→ Provided records
------------------------------------------------

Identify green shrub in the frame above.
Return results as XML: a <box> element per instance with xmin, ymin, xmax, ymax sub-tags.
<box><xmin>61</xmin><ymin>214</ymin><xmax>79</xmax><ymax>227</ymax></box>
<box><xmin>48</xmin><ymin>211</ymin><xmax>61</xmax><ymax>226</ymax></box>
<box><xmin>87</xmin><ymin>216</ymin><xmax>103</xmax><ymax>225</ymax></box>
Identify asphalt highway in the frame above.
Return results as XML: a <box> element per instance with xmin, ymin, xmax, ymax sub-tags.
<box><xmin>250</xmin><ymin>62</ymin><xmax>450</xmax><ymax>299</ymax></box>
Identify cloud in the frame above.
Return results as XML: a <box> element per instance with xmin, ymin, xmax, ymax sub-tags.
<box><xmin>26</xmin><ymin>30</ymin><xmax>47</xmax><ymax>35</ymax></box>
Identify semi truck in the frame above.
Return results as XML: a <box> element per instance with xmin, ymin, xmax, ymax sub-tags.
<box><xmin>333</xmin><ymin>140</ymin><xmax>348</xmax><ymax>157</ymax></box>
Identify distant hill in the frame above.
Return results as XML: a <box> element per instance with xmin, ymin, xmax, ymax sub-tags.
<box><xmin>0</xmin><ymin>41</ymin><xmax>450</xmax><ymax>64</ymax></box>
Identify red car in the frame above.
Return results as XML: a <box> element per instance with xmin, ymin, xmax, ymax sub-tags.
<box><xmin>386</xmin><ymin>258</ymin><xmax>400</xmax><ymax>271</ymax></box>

------------------------------------------------

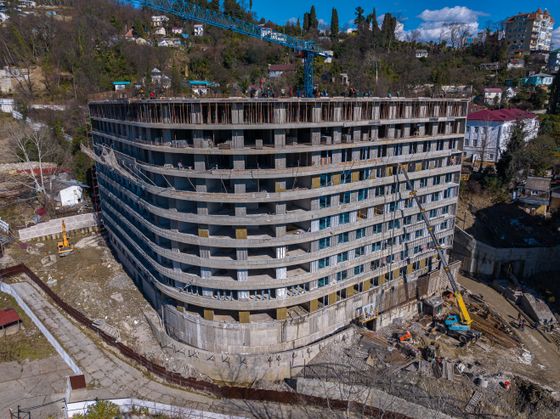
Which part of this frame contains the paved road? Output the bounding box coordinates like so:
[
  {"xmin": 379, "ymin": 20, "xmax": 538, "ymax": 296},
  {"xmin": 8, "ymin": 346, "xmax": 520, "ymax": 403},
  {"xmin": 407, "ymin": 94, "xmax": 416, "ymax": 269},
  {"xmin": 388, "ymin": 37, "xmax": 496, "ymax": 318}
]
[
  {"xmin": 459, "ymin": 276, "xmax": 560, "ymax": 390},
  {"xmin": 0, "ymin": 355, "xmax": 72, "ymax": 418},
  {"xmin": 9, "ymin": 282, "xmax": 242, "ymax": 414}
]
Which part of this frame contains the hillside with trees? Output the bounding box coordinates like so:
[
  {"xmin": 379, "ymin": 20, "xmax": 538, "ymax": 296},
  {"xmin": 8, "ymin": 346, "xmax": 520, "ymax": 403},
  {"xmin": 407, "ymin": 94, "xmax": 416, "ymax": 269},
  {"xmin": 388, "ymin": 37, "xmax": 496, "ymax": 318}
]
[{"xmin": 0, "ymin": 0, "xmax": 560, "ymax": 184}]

------------------------------------------------

→ Aim of the task
Please tally the lines in the items above that contain the string "part", where case counts. Reply with the number alone.

→ Reply to the exercise
2